→ Written request: Reproduce the listing below in full, line by line, changing no character.

→ Provided records:
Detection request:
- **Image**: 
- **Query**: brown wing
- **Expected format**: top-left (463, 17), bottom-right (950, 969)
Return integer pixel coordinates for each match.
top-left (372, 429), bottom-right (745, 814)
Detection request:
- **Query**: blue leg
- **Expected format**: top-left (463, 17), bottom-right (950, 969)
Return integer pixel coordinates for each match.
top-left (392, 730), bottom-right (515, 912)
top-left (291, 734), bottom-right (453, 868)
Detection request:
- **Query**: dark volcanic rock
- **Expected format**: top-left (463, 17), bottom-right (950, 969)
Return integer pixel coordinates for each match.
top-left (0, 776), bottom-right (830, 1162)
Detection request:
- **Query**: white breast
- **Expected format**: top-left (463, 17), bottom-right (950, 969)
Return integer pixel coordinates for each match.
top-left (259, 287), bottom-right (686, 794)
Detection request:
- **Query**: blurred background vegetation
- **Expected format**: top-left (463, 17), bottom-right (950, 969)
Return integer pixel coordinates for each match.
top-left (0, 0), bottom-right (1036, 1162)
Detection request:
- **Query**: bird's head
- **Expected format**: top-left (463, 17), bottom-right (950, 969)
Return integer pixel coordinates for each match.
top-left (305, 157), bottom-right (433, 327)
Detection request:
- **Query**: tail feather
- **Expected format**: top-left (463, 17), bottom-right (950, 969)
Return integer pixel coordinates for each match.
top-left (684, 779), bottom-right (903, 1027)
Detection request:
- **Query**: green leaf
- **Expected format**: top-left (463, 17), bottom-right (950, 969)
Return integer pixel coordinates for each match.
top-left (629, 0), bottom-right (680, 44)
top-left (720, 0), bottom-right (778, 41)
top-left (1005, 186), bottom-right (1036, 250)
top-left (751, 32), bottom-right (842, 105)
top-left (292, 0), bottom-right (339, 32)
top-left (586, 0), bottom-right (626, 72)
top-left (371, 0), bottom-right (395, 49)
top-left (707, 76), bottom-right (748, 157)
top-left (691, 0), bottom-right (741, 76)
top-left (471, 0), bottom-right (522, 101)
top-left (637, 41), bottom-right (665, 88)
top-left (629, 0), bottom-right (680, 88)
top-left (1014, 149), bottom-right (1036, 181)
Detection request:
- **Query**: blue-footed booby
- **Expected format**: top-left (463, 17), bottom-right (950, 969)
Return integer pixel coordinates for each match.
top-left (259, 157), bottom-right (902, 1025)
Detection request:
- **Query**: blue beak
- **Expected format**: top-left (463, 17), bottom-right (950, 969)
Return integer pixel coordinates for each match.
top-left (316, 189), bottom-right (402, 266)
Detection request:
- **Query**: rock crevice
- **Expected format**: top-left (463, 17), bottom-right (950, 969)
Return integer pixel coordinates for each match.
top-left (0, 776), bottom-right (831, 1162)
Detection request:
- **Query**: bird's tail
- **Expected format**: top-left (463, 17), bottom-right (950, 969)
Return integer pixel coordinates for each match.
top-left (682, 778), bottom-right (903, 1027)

→ Task output:
Detection request:
- **Image**: 
- **Query**: brown wing
- **Expected format**: top-left (463, 17), bottom-right (950, 969)
Return integer pixel coordinates for each match.
top-left (372, 429), bottom-right (745, 814)
Detection request:
- **Query**: blue leg
- **Expected format**: top-left (463, 17), bottom-right (950, 969)
Return integer pixel coordinates for each match.
top-left (392, 730), bottom-right (515, 912)
top-left (291, 734), bottom-right (453, 868)
Detection request:
- **Query**: dark volcanic rock
- **Expected format**: top-left (463, 17), bottom-right (950, 969)
Return integer pixel coordinates for each match.
top-left (0, 776), bottom-right (830, 1162)
Detection request:
- **Query**: white breast
- **Expected format**: top-left (463, 17), bottom-right (950, 969)
Return integer pixel coordinates for each match.
top-left (259, 287), bottom-right (686, 794)
Detection request:
- **Query**: blurred background vegetation
- **Expected format**: top-left (463, 17), bottom-right (950, 969)
Return integer pixel coordinates for each match.
top-left (0, 0), bottom-right (1036, 1162)
Detection request:
- **Query**: bird's head
- **Expected format**: top-left (463, 17), bottom-right (950, 969)
Return integer pixel coordinates for each match.
top-left (305, 157), bottom-right (433, 327)
Detection request:
- **Query**: tail feather
- **Expected format**: top-left (463, 17), bottom-right (950, 969)
Return integer pixel coordinates for each match.
top-left (684, 779), bottom-right (903, 1027)
Detection request:
- **Query**: green leaf
- **Expected format**: top-left (463, 17), bottom-right (950, 969)
Return integer pixel coordinates for each match.
top-left (629, 0), bottom-right (680, 44)
top-left (720, 0), bottom-right (778, 41)
top-left (1005, 186), bottom-right (1036, 250)
top-left (751, 32), bottom-right (842, 105)
top-left (292, 0), bottom-right (339, 32)
top-left (586, 0), bottom-right (626, 72)
top-left (371, 0), bottom-right (395, 49)
top-left (707, 76), bottom-right (748, 157)
top-left (691, 0), bottom-right (741, 76)
top-left (471, 0), bottom-right (522, 101)
top-left (637, 41), bottom-right (665, 88)
top-left (629, 0), bottom-right (680, 88)
top-left (1014, 149), bottom-right (1036, 181)
Detection request:
- **Query**: blue-footed booby
- **Expected format**: top-left (463, 17), bottom-right (950, 969)
Return integer pixel coordinates for each match.
top-left (259, 157), bottom-right (902, 1025)
Detection request:
- **Query**: blue beak
- **Expected format**: top-left (463, 17), bottom-right (950, 969)
Return integer pixel coordinates for each match.
top-left (316, 189), bottom-right (402, 266)
Detection request:
- **Query**: rock crevice
- **Expected format**: top-left (463, 17), bottom-right (950, 969)
Return integer pixel coordinates for each match.
top-left (0, 776), bottom-right (831, 1162)
Detection request:
- **Query**: bird's tail
- **Expected format**: top-left (463, 17), bottom-right (950, 969)
Return integer pixel coordinates for each match.
top-left (682, 778), bottom-right (903, 1027)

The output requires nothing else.